TASK STATEMENT >> In a Markdown table with columns No. and Line, list the records from the line containing "point: white interior" to the line containing "column 22, row 95", both included. Give each line its own numbered row and leave out blank lines.

--*--

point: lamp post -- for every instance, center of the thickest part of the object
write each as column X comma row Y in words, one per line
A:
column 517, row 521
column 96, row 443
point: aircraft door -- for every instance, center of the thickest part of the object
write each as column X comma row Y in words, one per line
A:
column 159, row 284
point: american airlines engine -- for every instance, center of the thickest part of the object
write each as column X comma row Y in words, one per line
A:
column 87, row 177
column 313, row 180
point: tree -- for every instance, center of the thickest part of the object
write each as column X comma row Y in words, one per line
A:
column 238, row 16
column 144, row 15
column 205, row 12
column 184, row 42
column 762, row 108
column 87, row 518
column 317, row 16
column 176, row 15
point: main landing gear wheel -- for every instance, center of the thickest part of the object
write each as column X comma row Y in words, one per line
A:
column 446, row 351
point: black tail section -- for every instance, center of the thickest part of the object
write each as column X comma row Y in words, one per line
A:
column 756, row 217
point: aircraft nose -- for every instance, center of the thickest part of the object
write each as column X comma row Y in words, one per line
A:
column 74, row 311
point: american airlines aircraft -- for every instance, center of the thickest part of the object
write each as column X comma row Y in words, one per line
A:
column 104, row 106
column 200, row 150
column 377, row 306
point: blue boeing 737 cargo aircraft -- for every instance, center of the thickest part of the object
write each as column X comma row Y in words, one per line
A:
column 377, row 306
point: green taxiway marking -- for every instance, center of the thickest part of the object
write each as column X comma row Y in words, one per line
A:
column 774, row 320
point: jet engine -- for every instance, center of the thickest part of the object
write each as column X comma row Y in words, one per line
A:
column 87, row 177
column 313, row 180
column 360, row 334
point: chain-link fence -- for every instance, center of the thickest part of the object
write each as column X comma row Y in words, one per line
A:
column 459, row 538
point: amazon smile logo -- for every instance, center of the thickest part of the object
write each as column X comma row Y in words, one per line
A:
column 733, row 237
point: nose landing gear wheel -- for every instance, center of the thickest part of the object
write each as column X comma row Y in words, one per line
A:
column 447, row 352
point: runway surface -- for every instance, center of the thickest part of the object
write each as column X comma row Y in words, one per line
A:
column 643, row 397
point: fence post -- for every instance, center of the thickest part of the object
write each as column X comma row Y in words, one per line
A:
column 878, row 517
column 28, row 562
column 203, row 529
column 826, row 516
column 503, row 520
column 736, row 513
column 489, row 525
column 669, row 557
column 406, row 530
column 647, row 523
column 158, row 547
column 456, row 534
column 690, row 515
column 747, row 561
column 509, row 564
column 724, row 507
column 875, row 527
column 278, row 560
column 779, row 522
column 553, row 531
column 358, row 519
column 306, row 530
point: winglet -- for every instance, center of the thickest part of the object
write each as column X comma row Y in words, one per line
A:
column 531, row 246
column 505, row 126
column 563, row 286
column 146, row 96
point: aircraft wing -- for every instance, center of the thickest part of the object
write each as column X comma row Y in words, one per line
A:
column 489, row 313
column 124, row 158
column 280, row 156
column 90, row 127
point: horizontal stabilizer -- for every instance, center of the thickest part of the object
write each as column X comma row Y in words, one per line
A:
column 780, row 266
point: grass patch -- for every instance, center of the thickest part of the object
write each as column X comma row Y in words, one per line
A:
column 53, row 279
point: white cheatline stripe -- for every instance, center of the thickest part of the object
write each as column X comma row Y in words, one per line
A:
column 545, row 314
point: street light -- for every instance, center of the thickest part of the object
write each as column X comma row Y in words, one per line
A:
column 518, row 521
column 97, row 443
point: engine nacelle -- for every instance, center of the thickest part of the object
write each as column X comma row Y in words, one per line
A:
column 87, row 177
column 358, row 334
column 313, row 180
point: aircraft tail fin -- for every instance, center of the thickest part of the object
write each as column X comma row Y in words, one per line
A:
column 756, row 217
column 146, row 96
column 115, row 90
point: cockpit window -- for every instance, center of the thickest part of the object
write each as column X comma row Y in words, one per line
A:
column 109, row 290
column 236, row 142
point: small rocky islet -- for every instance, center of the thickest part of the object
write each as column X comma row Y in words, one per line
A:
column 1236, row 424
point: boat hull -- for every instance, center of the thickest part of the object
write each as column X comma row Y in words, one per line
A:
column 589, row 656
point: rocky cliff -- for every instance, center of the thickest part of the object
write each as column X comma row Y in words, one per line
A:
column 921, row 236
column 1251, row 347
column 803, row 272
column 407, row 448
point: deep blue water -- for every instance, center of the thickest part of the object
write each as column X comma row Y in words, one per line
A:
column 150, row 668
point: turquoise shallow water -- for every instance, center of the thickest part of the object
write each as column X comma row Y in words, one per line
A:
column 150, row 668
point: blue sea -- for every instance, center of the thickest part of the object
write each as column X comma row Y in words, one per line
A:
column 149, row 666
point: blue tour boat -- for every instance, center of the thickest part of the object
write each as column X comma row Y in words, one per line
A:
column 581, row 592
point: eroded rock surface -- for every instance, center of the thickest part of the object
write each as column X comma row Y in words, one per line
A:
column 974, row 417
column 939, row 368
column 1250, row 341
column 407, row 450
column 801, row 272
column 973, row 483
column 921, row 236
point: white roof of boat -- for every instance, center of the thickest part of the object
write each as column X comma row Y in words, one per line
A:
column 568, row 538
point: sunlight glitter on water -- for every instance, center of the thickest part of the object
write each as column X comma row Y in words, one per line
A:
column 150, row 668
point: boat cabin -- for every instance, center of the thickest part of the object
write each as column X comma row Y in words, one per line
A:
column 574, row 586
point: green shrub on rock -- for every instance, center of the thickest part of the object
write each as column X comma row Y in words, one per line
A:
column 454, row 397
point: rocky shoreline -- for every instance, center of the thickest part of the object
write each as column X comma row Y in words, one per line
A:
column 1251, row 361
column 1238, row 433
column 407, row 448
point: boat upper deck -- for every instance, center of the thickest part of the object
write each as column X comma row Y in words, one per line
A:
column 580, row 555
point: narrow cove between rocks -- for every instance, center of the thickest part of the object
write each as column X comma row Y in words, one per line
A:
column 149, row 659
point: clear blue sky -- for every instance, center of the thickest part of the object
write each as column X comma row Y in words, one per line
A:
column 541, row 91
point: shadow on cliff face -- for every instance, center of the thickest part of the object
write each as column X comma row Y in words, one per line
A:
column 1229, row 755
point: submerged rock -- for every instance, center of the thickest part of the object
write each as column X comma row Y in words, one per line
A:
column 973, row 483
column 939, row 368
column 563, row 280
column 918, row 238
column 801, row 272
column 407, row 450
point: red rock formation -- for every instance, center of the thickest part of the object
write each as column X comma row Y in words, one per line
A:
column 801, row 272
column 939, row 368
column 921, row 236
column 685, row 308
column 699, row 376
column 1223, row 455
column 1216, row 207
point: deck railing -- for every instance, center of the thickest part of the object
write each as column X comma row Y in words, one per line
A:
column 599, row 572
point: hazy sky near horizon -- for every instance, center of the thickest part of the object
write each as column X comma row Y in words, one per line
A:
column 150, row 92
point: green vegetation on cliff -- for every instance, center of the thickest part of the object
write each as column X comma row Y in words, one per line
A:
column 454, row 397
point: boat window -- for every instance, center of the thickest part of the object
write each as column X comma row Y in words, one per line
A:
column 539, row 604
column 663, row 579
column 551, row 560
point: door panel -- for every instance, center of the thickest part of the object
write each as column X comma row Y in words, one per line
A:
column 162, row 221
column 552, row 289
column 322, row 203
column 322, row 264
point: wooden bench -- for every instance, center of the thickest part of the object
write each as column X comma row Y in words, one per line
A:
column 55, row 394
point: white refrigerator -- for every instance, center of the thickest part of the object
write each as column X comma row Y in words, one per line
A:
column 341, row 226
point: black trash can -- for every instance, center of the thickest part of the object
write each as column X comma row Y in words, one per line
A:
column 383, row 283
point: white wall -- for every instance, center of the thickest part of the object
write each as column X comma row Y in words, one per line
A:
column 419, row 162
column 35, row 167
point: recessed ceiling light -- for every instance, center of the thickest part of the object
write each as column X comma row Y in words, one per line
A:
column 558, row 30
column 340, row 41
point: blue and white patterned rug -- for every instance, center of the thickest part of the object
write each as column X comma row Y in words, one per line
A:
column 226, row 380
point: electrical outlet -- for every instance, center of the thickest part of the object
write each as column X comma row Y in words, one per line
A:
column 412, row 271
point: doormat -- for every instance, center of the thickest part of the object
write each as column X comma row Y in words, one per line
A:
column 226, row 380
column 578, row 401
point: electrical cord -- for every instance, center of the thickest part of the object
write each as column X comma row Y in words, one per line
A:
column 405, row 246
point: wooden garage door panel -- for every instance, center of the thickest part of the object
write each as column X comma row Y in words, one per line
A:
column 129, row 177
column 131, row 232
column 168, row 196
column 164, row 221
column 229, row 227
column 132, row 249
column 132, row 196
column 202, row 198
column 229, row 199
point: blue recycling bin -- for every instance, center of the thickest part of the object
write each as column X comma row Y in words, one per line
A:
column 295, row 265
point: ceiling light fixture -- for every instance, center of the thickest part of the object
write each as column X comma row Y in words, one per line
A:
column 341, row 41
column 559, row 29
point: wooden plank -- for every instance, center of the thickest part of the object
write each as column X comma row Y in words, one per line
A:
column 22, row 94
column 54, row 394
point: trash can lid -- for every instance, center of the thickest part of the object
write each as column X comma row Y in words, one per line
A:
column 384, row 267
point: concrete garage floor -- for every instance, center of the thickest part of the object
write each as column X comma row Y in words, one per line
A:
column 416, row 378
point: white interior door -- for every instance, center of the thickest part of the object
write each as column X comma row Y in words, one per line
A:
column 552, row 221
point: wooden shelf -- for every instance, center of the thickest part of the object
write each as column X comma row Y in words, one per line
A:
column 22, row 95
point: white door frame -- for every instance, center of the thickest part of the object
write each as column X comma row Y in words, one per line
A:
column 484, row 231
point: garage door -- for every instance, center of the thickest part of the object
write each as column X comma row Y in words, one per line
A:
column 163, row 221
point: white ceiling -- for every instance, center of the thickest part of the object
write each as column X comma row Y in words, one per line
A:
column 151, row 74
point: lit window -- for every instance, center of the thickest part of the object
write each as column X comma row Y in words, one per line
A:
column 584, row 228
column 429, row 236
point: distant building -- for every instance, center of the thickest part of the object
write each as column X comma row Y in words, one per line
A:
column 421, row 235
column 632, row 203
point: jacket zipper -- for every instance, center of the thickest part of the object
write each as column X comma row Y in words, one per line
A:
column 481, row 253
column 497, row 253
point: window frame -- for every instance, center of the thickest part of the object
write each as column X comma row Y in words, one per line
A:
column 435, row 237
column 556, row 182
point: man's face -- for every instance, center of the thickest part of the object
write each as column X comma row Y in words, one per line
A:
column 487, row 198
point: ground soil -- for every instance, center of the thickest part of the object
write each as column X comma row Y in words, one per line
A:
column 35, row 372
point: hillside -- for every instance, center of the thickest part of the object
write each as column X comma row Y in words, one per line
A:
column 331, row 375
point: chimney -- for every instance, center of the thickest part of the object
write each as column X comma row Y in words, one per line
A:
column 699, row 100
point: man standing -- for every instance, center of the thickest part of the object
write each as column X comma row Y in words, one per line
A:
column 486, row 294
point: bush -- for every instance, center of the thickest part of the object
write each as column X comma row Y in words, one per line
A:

--*--

FINISHED TASK >>
| No. | Line |
|---|---|
| 1 | point: white interior door -- for every instance, center of the thickest part of the object |
| 2 | write each as column X comma row Y in words, one per line |
| 3 | A: |
| 4 | column 552, row 221 |
| 5 | point: wooden shelf -- for every instance, center of the thickest part of the object |
| 6 | write each as column X comma row Y in words, one per line |
| 7 | A: |
| 8 | column 22, row 95 |